### Text section

==*==

In reading folktales to young children, we rarely ask ourselves whether the child can understand everything in them. The examples are too numerous to count. Could the average adult easily say what exactly a coachman does? What’s the difference between a justacorps and a caftan? Between hay and straw? Some of these things you could point out to a child in the book’s illustrations. Others can be explained. But the object-thinking of a preschooler demands actual, real items. You want to see it with your own eyes, understand its size and scale, touch it, smell it, feel its texture. As it turns out, it’s not too hard to arrange a first-hand encounter with old things.
Museums are places specially created to store old things with care. Of course, many adults feel a sort of reverent awe for museums and are a little anxious about bringing a child into a world where strict “Do not touch” signs abound. Museums and parents will continue to struggle with this “curse” for decades to come. Still, today we are lucky to have many Russian museums—ethnographical, local, historical, and art museums—that have models, copies, and duplicates of antique items, all of which you can—and should—touch.
Every weekend I lead an activity session for groups of six- to eight-year-old children. In the wintertime, we meet at all sorts of museums—both those for children and those for adults. With each visit, I am reminded that a museum is very interesting to a child, that it becomes a space for inner growth—as long they are able to connect their impressions of the museum to their everyday lives, struggles, and experiences, including those they get from books.
A storybook treasure chest
I brought a storybook treasure chest to one of the sessions. It was an ordinary box, covered in wrapping paper, filled with various items from different stories. The children took turns taking them out and trying to figure out what story the given item “lives” in. As I expected, there were only two items they immediately identified: a glass slipper (which was actually an ashtray in its ordinary life) and a tin soldier. Now what was this?

==*==

### Extracted information
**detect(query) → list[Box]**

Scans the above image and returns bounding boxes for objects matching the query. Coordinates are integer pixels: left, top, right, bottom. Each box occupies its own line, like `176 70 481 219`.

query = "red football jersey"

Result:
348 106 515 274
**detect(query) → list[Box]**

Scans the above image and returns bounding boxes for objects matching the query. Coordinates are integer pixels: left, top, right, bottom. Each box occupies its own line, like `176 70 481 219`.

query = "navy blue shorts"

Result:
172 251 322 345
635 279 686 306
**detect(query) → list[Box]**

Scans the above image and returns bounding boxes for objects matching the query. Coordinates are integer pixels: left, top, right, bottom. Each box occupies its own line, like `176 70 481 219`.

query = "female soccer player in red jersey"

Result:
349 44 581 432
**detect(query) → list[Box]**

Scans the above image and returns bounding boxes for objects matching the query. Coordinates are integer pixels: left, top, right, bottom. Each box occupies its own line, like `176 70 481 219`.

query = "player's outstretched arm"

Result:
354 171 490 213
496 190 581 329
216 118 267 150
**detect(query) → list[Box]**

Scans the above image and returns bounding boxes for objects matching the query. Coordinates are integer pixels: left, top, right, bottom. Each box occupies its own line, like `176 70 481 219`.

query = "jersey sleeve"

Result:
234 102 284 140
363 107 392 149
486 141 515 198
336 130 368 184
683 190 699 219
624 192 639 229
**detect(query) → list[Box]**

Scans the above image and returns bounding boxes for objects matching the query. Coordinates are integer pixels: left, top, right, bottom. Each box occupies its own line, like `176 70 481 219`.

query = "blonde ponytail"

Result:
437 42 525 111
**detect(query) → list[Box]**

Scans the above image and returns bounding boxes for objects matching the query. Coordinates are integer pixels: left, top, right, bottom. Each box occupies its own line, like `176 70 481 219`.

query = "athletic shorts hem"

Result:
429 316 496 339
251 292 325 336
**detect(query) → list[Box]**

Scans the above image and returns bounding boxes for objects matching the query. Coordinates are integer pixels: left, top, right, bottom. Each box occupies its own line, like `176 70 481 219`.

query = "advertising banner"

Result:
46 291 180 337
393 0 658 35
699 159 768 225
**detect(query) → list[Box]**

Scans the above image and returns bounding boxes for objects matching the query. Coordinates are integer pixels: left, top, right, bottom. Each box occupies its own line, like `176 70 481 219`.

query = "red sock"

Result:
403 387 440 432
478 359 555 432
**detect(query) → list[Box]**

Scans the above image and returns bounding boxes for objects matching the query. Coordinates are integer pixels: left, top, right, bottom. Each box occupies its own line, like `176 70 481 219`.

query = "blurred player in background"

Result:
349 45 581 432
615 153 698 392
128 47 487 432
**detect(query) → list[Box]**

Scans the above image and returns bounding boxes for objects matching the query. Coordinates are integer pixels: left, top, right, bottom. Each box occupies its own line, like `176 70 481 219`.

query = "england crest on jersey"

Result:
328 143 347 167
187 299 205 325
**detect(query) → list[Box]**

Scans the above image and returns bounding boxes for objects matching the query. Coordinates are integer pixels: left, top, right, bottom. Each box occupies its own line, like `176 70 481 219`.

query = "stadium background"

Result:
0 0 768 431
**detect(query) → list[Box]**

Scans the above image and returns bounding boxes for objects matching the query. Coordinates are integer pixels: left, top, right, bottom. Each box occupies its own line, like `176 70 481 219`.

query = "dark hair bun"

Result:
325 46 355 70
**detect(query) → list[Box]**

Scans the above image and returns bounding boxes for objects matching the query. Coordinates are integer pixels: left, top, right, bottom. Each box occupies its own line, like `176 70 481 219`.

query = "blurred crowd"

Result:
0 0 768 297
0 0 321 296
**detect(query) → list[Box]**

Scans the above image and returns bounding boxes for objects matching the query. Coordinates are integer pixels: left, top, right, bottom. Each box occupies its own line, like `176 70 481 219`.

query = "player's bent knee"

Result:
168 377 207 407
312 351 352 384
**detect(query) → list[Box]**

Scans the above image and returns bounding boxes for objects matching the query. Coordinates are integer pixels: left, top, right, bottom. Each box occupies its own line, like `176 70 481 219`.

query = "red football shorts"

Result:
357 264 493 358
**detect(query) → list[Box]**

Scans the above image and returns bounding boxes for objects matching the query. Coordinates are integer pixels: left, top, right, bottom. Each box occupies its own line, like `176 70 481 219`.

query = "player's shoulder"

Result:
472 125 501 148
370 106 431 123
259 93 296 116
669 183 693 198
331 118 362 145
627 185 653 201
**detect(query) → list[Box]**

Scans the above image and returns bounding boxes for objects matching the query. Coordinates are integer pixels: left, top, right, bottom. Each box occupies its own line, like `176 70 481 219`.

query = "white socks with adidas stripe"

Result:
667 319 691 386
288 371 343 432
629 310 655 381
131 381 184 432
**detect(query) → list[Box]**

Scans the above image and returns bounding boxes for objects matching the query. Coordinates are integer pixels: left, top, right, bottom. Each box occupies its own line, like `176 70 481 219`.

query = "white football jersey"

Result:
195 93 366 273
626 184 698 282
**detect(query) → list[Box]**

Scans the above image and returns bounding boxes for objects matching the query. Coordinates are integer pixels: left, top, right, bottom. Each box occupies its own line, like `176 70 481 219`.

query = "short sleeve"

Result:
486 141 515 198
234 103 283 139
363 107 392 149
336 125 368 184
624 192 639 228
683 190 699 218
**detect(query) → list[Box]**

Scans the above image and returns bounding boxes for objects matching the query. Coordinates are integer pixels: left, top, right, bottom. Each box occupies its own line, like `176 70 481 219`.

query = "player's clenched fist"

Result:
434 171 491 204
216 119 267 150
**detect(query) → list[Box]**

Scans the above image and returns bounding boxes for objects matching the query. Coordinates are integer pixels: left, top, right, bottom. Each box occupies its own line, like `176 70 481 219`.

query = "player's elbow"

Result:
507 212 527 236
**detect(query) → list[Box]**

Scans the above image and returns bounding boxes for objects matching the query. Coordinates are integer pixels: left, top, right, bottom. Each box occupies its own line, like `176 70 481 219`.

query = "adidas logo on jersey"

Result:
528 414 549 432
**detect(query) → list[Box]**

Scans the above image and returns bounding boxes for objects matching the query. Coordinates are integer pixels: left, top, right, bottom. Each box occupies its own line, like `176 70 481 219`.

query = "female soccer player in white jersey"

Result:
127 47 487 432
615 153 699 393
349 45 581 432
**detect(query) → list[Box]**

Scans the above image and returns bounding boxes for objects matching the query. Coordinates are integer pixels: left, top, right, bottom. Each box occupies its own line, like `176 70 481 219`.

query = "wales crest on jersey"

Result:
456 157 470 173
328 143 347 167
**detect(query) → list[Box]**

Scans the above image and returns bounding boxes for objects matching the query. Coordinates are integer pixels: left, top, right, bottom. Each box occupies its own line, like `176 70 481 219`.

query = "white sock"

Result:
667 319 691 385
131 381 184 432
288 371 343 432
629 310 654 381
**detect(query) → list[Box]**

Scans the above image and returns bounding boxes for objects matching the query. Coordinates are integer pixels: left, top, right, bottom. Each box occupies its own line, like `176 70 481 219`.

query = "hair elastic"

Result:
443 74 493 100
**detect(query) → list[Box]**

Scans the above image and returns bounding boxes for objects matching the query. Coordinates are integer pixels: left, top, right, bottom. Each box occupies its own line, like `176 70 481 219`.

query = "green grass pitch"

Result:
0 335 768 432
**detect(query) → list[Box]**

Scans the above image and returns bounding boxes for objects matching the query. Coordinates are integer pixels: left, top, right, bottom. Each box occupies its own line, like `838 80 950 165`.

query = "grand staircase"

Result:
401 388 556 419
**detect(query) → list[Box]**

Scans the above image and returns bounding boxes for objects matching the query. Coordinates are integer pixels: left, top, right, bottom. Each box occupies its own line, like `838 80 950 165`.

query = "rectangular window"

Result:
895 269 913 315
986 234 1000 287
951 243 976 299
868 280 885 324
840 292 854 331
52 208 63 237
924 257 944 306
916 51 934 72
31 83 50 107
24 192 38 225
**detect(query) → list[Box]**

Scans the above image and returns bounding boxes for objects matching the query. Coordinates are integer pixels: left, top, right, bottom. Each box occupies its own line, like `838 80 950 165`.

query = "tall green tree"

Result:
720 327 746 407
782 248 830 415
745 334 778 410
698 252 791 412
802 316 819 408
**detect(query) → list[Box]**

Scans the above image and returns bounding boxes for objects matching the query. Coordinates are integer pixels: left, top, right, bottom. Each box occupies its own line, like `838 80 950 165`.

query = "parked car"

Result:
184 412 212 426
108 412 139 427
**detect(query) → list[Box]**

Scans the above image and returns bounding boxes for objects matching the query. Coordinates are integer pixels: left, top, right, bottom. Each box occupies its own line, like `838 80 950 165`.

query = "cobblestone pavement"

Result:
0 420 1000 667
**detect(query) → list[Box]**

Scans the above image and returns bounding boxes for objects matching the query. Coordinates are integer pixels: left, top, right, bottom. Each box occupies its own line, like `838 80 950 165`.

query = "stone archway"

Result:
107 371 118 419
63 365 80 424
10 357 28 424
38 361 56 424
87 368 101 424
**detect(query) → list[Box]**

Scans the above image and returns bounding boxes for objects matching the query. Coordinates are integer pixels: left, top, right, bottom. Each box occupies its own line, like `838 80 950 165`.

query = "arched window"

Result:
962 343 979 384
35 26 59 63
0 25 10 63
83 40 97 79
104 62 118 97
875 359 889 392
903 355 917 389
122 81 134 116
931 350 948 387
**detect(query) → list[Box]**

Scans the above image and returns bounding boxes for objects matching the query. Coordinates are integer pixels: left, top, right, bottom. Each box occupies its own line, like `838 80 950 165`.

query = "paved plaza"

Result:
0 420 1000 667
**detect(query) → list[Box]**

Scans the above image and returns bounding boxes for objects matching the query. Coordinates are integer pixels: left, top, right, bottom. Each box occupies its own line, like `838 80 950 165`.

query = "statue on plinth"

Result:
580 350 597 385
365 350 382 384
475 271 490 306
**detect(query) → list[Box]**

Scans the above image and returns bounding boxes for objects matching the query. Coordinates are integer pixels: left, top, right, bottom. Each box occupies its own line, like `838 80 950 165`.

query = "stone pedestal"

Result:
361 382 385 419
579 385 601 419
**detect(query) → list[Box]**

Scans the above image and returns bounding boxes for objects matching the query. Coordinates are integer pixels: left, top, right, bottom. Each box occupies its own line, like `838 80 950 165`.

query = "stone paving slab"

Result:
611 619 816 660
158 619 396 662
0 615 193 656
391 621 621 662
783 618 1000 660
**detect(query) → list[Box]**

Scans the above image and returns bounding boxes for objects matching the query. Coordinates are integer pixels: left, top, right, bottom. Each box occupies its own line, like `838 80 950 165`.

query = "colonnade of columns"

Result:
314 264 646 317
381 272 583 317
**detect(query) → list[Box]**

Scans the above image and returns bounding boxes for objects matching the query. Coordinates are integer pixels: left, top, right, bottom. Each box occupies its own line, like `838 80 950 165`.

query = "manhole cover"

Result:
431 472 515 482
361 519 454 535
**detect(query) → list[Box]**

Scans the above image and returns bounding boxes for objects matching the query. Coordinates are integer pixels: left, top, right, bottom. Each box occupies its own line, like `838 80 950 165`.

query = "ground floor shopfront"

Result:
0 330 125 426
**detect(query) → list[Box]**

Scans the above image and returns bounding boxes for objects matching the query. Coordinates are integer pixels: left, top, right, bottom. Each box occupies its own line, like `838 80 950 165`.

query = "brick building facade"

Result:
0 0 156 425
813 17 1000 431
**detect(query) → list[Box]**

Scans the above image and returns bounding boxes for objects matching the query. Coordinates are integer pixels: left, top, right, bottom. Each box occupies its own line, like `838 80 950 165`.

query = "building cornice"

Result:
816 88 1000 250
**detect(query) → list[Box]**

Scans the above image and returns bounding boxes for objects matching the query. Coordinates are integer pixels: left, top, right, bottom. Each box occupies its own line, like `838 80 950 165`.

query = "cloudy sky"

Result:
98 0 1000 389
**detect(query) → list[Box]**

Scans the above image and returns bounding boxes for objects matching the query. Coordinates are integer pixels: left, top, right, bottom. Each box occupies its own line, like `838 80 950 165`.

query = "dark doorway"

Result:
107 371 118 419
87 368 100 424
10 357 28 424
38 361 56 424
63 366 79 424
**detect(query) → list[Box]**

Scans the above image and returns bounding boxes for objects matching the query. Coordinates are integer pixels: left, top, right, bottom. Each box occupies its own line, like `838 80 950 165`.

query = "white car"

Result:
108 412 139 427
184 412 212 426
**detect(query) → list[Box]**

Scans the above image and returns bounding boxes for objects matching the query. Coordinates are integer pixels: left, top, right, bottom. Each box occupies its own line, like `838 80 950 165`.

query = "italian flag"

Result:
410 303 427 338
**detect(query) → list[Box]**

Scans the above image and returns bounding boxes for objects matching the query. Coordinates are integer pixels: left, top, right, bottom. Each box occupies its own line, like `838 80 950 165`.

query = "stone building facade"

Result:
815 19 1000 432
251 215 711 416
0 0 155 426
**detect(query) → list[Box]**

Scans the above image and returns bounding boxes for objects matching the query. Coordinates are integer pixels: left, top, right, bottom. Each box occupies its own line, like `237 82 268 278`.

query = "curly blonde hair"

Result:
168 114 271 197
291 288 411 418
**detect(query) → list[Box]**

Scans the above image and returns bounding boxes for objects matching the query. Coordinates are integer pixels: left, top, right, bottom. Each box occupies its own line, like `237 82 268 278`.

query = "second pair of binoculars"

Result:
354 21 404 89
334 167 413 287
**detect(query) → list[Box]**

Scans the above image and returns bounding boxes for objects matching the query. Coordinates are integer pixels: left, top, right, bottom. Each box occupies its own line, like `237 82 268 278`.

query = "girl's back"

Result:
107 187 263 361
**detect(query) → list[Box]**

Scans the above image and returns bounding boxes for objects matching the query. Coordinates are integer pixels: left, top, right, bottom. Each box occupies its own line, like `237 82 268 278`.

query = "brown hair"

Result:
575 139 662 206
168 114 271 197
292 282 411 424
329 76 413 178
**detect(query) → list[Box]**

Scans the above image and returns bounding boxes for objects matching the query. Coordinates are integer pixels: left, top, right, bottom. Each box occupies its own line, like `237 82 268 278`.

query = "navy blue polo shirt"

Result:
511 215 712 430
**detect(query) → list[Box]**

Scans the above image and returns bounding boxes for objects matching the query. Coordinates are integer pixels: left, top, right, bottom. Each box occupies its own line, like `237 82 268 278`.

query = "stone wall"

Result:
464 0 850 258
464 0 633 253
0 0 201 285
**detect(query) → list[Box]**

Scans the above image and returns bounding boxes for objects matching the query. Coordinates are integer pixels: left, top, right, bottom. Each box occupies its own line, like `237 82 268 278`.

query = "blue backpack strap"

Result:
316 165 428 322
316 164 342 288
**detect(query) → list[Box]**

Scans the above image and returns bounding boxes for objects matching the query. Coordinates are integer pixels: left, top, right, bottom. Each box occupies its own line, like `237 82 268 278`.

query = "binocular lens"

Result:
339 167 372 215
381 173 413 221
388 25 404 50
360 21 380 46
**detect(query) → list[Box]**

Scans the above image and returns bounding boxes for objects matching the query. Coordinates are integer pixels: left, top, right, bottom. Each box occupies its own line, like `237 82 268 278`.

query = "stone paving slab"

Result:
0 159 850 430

==*==

### Exercises
**1)** In the text on museums and folktales, which two items from the treasure chest did the children identify immediately?
**2)** Report how many lines of the entries contain the string "window", with case counting. Give only the number.

### Results
**1)** A glass slipper and a tin soldier.

**2)** 2